Exercise directions | Could you write out the listing below word for word, from the line containing "for rear tire." through the end of the listing, both included, and leave out the pictures?

Data provided |
======

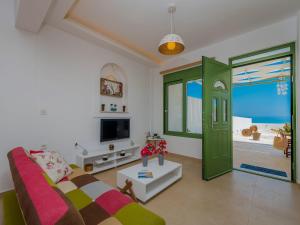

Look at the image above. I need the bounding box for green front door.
[202,57,232,180]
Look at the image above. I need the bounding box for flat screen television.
[100,119,130,142]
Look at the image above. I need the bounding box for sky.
[232,80,291,123]
[187,79,291,123]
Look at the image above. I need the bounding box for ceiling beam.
[15,0,53,33]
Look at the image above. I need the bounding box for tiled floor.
[233,142,291,180]
[0,154,300,225]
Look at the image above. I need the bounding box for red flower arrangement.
[141,143,156,157]
[154,140,168,155]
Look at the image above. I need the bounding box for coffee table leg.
[121,179,138,202]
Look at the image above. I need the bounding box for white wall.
[152,17,300,163]
[0,0,150,192]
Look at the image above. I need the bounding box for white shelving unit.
[76,145,140,174]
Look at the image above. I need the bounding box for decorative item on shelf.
[153,133,160,139]
[102,155,108,161]
[146,131,151,138]
[108,144,115,151]
[100,78,123,98]
[154,140,168,166]
[141,144,155,167]
[130,140,135,146]
[110,104,117,112]
[101,104,105,112]
[84,163,93,172]
[75,142,89,155]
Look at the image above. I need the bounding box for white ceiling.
[63,0,300,62]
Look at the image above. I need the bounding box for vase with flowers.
[154,140,168,166]
[141,143,155,167]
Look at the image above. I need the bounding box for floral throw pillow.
[31,151,73,183]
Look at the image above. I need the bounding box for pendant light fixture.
[158,4,184,55]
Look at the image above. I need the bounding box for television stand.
[76,145,141,174]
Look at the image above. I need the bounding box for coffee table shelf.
[117,158,182,202]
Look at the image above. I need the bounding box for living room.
[0,0,300,225]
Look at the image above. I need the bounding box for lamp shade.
[158,34,184,55]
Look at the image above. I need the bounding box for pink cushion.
[12,147,68,225]
[96,190,133,215]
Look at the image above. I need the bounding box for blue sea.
[234,115,291,124]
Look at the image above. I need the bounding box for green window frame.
[163,66,202,139]
[229,42,297,182]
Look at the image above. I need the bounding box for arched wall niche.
[97,63,128,113]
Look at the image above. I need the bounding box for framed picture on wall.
[100,78,123,98]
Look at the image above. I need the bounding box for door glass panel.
[212,98,218,122]
[214,80,226,90]
[186,79,202,134]
[168,83,183,132]
[223,99,228,122]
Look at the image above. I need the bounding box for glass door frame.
[229,42,297,183]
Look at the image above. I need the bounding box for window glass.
[168,83,183,132]
[223,99,228,122]
[186,79,202,134]
[212,98,218,122]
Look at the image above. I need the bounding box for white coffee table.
[117,158,182,202]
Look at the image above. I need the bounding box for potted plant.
[154,140,168,166]
[141,143,155,167]
[271,123,292,150]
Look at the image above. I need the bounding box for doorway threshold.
[233,168,292,182]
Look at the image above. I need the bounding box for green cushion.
[0,191,25,225]
[66,189,92,210]
[115,203,166,225]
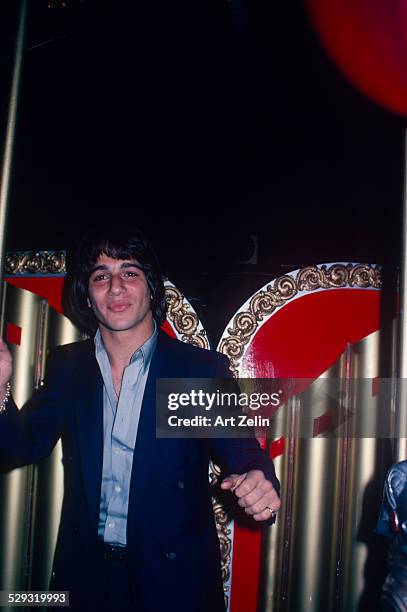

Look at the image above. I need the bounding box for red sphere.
[306,0,407,116]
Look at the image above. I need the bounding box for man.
[0,227,280,612]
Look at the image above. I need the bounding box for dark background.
[0,0,404,342]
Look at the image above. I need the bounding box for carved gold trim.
[165,281,209,349]
[218,263,382,377]
[4,251,66,276]
[209,461,232,610]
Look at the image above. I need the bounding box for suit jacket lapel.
[127,332,175,538]
[76,341,103,538]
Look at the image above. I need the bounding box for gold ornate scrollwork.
[165,284,209,349]
[219,263,382,377]
[4,251,66,276]
[209,462,232,609]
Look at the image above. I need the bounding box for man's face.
[88,254,153,331]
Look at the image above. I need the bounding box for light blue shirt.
[95,321,158,546]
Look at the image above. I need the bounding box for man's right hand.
[0,336,13,394]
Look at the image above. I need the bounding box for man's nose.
[109,274,124,294]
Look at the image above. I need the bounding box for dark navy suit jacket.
[0,332,279,612]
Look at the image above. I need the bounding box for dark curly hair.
[64,225,167,335]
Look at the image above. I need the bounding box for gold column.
[0,285,81,590]
[0,285,42,590]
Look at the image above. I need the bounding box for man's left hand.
[220,470,281,521]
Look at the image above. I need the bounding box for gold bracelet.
[0,381,11,414]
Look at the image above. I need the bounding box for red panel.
[4,276,65,314]
[307,0,407,115]
[230,523,261,612]
[244,289,381,378]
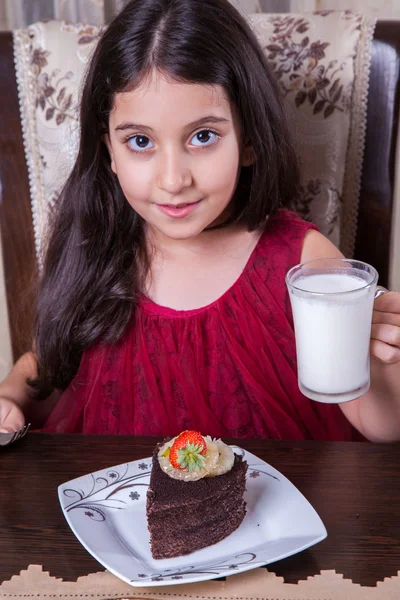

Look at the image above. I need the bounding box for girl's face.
[106,72,249,240]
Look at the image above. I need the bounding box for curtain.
[5,0,128,29]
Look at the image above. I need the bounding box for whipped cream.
[158,435,235,481]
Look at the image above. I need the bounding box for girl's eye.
[127,135,154,152]
[191,129,218,146]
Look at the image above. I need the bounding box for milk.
[289,269,374,402]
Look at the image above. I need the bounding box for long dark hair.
[32,0,297,391]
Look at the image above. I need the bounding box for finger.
[371,340,400,365]
[374,292,400,314]
[372,310,400,327]
[371,323,400,347]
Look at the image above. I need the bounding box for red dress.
[43,210,360,440]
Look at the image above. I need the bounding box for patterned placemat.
[0,565,400,600]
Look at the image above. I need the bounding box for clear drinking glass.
[286,258,378,403]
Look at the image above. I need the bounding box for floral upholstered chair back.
[14,11,374,258]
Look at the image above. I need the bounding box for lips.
[156,200,201,219]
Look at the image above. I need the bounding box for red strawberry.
[169,430,207,472]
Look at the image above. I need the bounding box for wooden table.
[0,433,400,585]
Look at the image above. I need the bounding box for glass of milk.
[286,258,378,403]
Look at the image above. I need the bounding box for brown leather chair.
[0,21,400,360]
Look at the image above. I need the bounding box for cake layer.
[151,502,246,559]
[147,445,247,559]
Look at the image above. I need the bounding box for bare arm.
[301,231,400,442]
[0,352,59,430]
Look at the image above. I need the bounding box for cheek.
[115,157,151,203]
[199,148,239,193]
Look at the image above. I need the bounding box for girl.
[0,0,400,440]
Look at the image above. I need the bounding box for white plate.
[58,446,327,586]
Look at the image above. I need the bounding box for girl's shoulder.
[253,209,318,269]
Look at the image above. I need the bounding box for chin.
[157,222,211,241]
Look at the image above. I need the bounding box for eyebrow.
[115,115,230,131]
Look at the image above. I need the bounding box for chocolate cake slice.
[147,444,247,559]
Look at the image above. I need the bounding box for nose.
[157,149,192,195]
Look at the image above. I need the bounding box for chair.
[0,14,400,360]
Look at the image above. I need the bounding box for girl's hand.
[0,398,25,433]
[371,292,400,365]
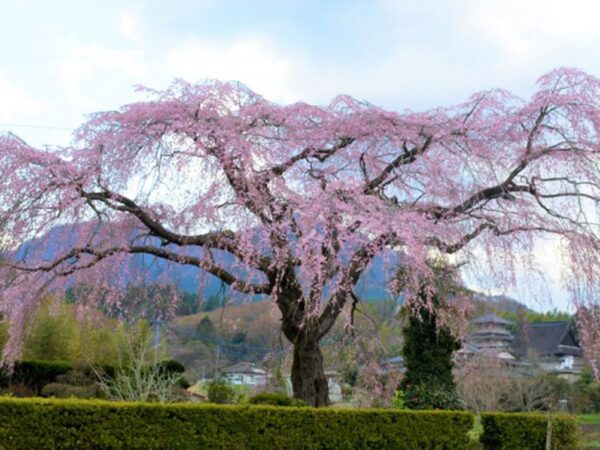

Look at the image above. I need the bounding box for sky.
[0,0,600,309]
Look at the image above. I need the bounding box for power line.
[0,123,75,131]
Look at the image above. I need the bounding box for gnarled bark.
[292,341,330,407]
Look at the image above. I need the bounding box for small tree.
[400,263,464,409]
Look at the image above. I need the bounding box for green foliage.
[207,380,236,405]
[248,392,308,406]
[42,383,101,398]
[403,383,465,410]
[19,298,123,365]
[0,361,73,394]
[196,316,217,338]
[0,361,115,395]
[392,389,406,409]
[0,398,473,450]
[481,413,580,450]
[400,267,464,409]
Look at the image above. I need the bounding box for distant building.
[456,313,584,379]
[223,362,268,387]
[380,313,584,380]
[512,321,584,378]
[379,356,406,373]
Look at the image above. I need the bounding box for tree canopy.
[0,69,600,404]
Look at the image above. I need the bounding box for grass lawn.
[577,414,600,448]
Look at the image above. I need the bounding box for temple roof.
[471,313,513,325]
[512,321,583,356]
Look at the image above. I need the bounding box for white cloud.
[0,73,42,121]
[60,44,146,103]
[117,11,142,41]
[166,37,297,102]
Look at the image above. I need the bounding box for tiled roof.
[512,322,583,356]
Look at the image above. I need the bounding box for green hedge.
[0,398,473,450]
[481,413,580,450]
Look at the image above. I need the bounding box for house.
[223,362,268,387]
[379,356,406,374]
[512,321,584,379]
[456,313,584,380]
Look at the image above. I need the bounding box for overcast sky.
[0,0,600,306]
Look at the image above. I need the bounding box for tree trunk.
[292,340,329,407]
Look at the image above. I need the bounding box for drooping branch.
[10,245,272,294]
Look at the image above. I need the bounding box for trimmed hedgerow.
[0,398,473,450]
[248,392,308,406]
[481,413,580,450]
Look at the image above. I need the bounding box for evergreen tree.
[400,263,464,409]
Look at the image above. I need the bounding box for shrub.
[481,413,579,450]
[157,359,185,373]
[403,384,465,411]
[248,392,308,406]
[0,361,73,395]
[42,383,101,398]
[207,380,236,405]
[0,398,473,450]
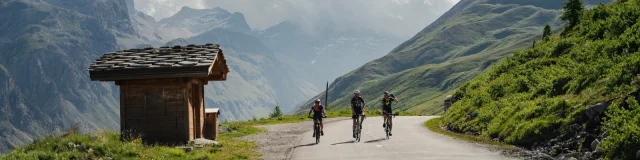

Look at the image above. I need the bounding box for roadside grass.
[0,108,415,160]
[0,126,260,160]
[424,117,518,150]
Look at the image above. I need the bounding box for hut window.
[145,90,165,114]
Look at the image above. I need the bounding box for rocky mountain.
[300,0,607,114]
[254,21,402,87]
[0,0,136,152]
[126,0,194,48]
[167,28,318,120]
[158,6,251,35]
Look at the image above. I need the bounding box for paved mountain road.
[290,116,513,160]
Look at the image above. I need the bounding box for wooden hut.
[89,44,229,144]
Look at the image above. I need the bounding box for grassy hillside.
[0,0,133,153]
[0,119,264,160]
[444,0,640,159]
[300,0,601,114]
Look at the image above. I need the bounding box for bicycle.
[384,113,397,140]
[355,114,366,142]
[309,116,327,144]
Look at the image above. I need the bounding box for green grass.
[0,112,356,160]
[0,119,263,160]
[443,0,640,159]
[0,132,259,160]
[424,117,516,150]
[298,1,561,115]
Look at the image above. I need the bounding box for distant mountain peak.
[159,6,251,34]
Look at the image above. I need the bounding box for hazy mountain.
[178,28,318,120]
[158,6,251,35]
[254,21,402,88]
[300,0,606,114]
[126,0,194,46]
[0,0,136,152]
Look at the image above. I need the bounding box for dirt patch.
[242,118,349,159]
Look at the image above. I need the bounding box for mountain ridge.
[0,0,133,152]
[298,0,616,114]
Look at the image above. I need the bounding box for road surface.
[290,116,512,160]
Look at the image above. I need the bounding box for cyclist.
[309,99,327,137]
[351,90,365,138]
[381,91,398,136]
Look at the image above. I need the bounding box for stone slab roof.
[88,44,228,81]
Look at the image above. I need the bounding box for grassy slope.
[298,0,576,114]
[0,110,356,160]
[444,0,640,159]
[0,123,262,160]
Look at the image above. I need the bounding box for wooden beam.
[120,85,127,140]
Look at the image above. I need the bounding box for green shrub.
[601,98,640,159]
[442,0,640,159]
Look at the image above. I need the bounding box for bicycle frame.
[355,115,365,142]
[384,113,395,139]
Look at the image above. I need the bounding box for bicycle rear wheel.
[314,124,320,144]
[384,117,391,139]
[356,122,362,142]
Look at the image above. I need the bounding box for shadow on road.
[331,140,356,145]
[293,142,316,148]
[364,138,387,143]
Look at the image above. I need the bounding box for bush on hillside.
[444,0,640,158]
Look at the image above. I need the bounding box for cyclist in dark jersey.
[381,91,398,135]
[309,99,327,137]
[351,90,365,138]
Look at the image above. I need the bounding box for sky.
[135,0,459,37]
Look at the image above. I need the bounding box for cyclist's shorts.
[382,108,393,114]
[313,116,322,123]
[351,109,362,119]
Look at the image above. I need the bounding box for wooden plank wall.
[120,79,189,143]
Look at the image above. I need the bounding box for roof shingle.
[88,44,226,80]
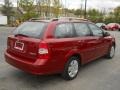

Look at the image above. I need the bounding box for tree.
[52,0,62,18]
[87,9,104,22]
[1,0,14,24]
[18,0,37,21]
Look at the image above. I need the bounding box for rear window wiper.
[15,34,29,37]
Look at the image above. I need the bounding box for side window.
[89,24,103,36]
[74,23,90,36]
[55,23,74,38]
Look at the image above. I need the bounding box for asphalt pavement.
[0,27,120,90]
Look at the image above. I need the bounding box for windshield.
[13,22,47,38]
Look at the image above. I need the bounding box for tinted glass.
[89,24,103,36]
[74,23,90,36]
[13,22,47,38]
[55,23,73,38]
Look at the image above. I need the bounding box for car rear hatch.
[7,22,46,62]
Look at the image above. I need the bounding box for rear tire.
[106,45,115,59]
[62,57,80,80]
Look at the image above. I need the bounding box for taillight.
[38,42,49,59]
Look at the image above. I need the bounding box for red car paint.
[5,20,115,75]
[107,23,119,31]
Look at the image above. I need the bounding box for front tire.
[62,57,80,80]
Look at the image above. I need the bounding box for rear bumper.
[5,52,59,75]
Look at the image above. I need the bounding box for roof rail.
[29,17,89,21]
[59,17,89,21]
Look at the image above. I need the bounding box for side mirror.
[104,32,110,37]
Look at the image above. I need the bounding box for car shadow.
[11,58,109,88]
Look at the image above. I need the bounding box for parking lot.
[0,27,120,90]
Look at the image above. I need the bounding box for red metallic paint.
[5,21,115,75]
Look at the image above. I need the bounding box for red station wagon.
[5,18,116,80]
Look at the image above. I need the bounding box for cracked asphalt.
[0,27,120,90]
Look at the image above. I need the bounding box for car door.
[88,23,109,58]
[74,22,100,64]
[47,22,76,70]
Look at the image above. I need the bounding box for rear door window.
[74,23,90,37]
[13,22,47,38]
[88,24,103,37]
[55,23,74,38]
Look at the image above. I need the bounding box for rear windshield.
[13,22,47,38]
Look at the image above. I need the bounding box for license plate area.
[14,41,24,51]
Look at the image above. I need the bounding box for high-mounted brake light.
[38,42,49,59]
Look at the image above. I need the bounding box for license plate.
[14,41,24,51]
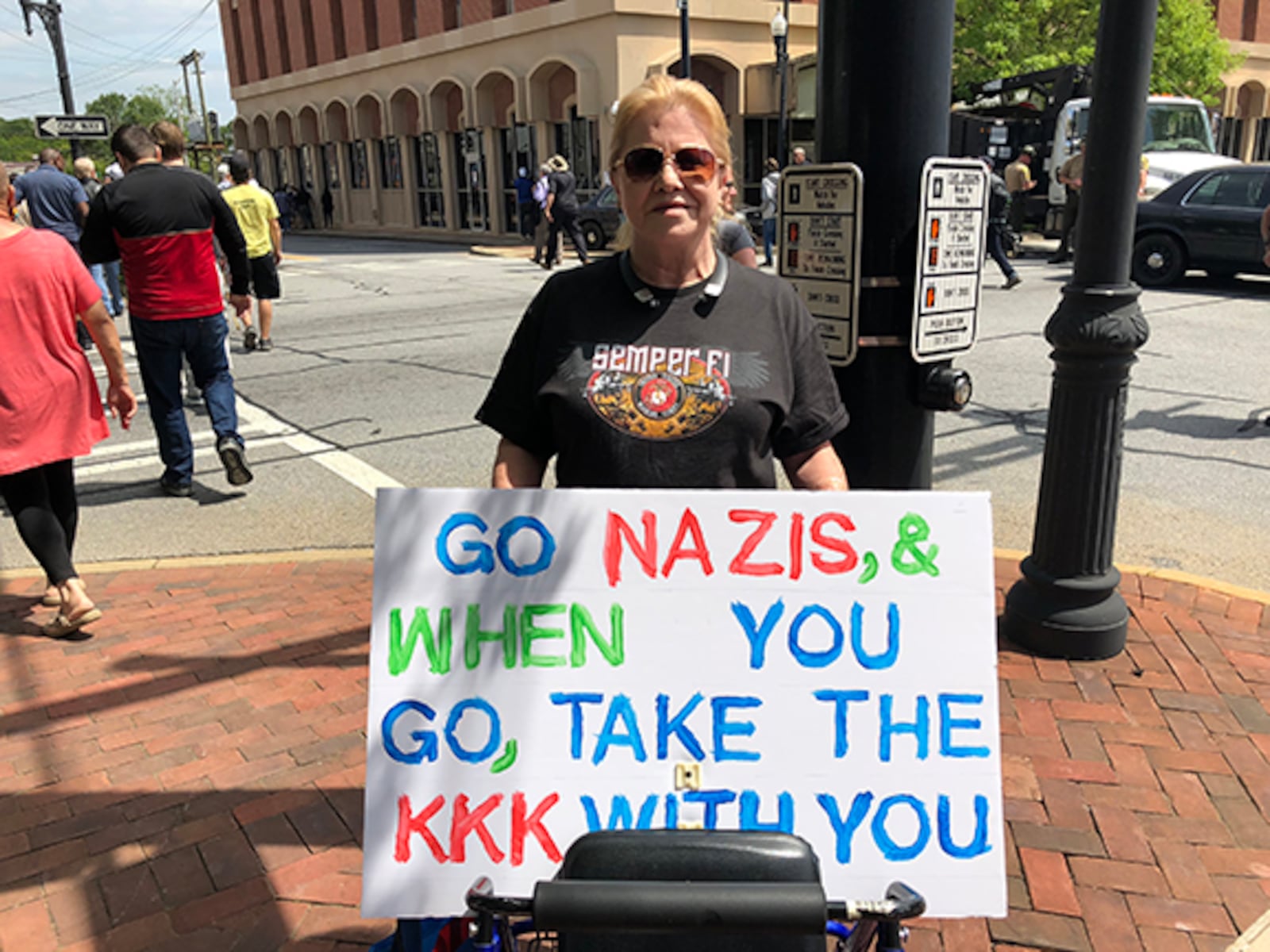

======

Answer to this exercise |
Look at the image above. I need the bounding box for rear tire.
[106,45,115,59]
[62,57,80,80]
Look at the image above. I need the bounding box for taillight.
[38,42,49,59]
Look at the image above. I need the bounding box for red car paint.
[5,20,115,75]
[107,23,119,31]
Look at the image above. I need the bounding box for front tire.
[62,57,80,80]
Look at the image above. I need the bounding box for rear bumper.
[5,52,59,75]
Look at the image above. I need the bounding box for roof rail.
[29,17,89,21]
[59,17,89,21]
Look at the image above. I need the bounding box for side mirror.
[104,32,110,37]
Look at the image above. I need the bounding box for car shadow.
[11,58,109,88]
Look at the image above. I need the bounding box for parking lot.
[0,27,120,90]
Look at the image above. I need the bounding box for red metallic paint.
[5,21,115,75]
Look at the image above. I need the bounding box for red station wagon.
[5,18,116,80]
Look at the image above. I need the bounding box for cracked asphalt.
[0,27,120,90]
Look at the image above. I need the bounding box for car door.
[88,23,109,58]
[74,22,100,64]
[47,22,76,70]
Look at the image above. I need the bounding box for rear door window.
[74,23,90,37]
[13,22,47,38]
[88,24,103,37]
[55,23,74,38]
Look at the image above. I need the bounding box for rear windshield.
[13,22,47,38]
Look at the image above. I need the bounding box for license plate area.
[14,41,24,51]
Look at the image above. I need the bounding box for high-mounted brake light.
[38,42,49,59]
Look at the image above. I need the bounding box for license plate.
[14,41,24,51]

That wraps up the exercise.